WHAT TO PRODUCE
Show every line from the entries that follow which holds the word "green".

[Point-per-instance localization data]
-*-
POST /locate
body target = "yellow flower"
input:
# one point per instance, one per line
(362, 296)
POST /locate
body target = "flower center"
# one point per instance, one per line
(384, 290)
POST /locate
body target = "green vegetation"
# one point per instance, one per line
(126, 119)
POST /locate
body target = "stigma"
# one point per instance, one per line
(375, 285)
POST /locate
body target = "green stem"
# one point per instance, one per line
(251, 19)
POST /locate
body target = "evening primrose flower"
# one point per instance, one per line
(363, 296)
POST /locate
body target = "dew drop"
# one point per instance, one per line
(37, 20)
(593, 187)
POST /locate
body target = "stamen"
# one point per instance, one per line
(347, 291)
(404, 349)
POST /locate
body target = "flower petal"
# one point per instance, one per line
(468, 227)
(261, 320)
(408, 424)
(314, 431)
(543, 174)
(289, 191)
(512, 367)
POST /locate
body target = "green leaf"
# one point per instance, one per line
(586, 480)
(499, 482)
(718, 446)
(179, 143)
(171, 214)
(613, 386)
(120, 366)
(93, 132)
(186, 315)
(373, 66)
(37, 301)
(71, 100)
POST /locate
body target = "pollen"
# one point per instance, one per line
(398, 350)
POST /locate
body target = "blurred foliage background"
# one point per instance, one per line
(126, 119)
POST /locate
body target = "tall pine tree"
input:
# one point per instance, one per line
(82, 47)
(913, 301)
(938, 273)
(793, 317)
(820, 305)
-*-
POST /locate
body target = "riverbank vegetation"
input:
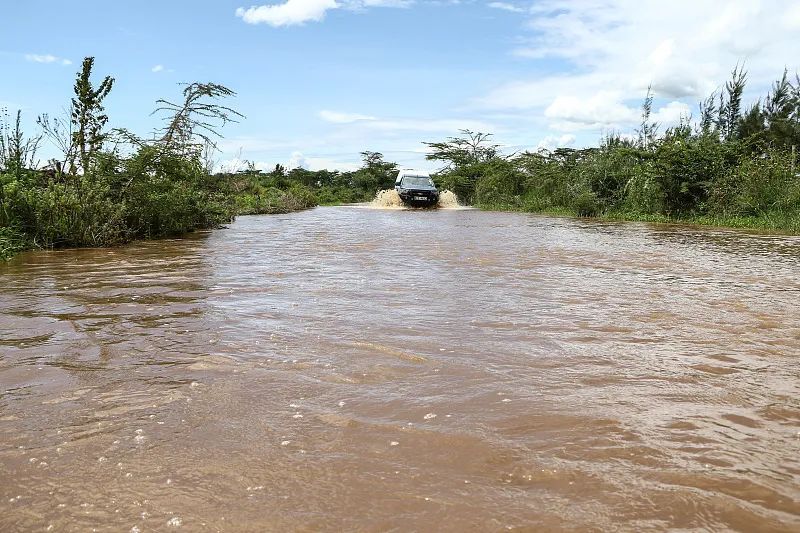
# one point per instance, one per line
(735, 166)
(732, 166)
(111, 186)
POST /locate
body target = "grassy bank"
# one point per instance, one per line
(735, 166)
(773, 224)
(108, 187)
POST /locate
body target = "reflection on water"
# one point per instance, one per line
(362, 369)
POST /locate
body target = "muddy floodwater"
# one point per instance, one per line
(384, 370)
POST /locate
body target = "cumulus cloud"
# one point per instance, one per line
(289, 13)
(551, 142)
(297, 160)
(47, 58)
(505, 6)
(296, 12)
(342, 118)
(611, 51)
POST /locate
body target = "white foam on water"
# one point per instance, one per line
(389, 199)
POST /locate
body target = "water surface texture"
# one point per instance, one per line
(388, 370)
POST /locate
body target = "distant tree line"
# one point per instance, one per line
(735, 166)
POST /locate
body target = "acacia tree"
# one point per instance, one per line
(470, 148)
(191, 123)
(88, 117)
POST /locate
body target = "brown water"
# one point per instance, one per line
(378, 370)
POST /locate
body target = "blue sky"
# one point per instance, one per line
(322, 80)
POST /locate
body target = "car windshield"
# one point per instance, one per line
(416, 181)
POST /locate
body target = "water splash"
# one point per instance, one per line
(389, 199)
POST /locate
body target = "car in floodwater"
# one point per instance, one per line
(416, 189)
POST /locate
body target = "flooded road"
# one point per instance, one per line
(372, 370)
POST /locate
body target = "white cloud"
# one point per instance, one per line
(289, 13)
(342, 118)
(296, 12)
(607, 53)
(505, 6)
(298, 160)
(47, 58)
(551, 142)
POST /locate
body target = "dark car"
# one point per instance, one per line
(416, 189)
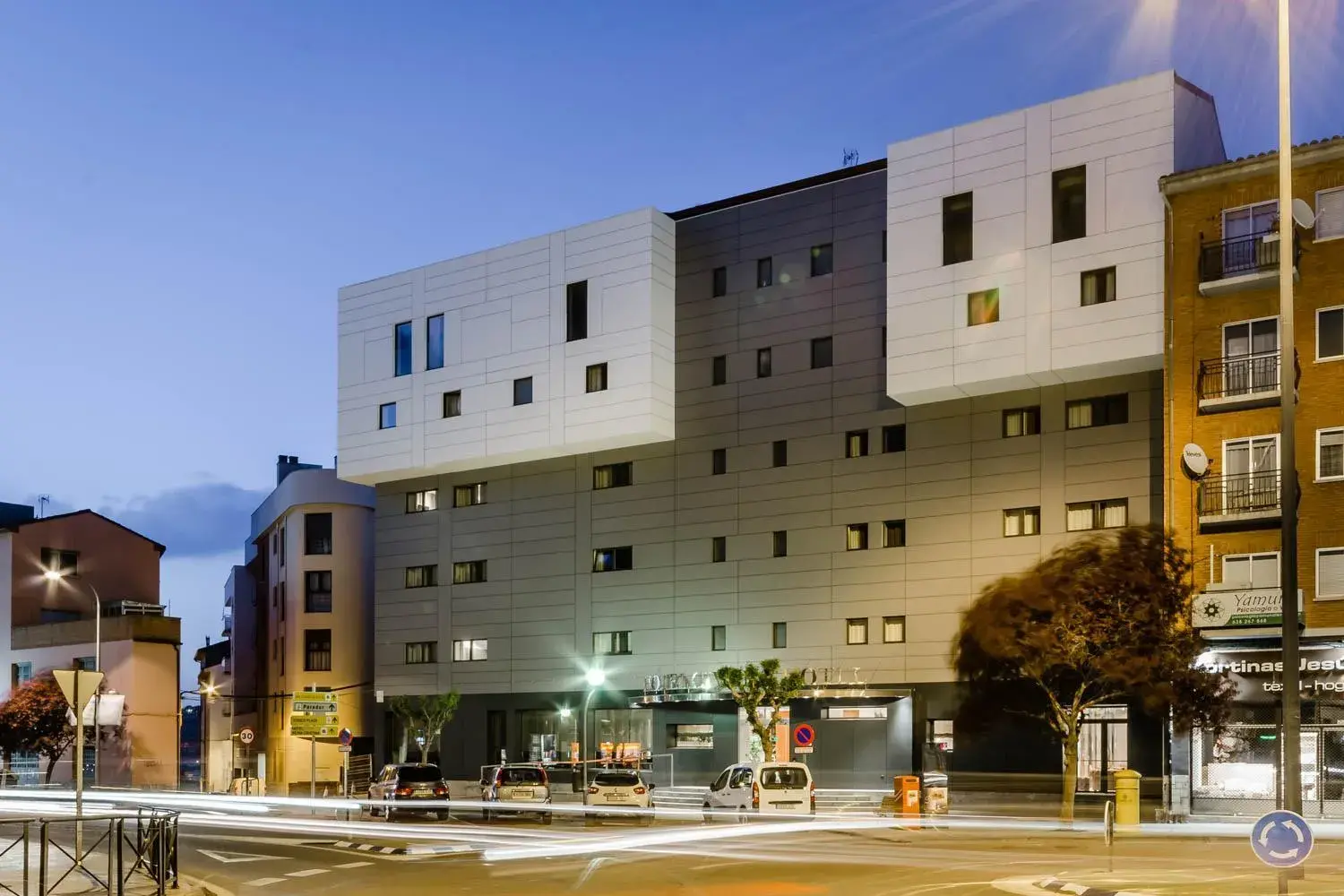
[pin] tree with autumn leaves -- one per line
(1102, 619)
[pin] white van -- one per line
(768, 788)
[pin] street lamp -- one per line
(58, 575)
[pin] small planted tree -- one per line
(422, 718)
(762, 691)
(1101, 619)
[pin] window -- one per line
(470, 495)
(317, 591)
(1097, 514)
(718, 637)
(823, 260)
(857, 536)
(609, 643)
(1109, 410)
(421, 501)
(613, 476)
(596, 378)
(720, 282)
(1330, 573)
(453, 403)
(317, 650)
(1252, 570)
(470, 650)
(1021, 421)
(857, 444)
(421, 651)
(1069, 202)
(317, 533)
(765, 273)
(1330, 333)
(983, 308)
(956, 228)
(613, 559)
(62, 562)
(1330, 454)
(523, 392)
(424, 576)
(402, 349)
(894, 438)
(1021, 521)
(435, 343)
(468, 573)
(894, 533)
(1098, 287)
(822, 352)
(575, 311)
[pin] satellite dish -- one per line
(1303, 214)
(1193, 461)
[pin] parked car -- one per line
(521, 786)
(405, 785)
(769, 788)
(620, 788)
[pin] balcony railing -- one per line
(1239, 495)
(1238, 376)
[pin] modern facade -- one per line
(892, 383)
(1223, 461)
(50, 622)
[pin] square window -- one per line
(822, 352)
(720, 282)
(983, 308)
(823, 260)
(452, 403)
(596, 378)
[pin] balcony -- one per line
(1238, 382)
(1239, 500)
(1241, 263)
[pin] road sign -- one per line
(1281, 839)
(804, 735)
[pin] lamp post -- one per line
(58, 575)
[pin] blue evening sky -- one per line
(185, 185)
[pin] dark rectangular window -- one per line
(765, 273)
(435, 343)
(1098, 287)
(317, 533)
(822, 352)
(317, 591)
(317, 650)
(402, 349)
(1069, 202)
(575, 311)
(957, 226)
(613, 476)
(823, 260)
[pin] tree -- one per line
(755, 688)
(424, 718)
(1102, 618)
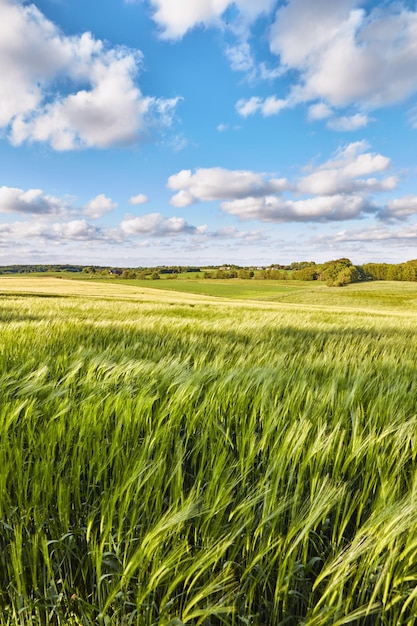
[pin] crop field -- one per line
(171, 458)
-*-
SOLUTION FOR THIS TASK
body target = "green vegetation"
body target = "green stem"
body target = "green leaf"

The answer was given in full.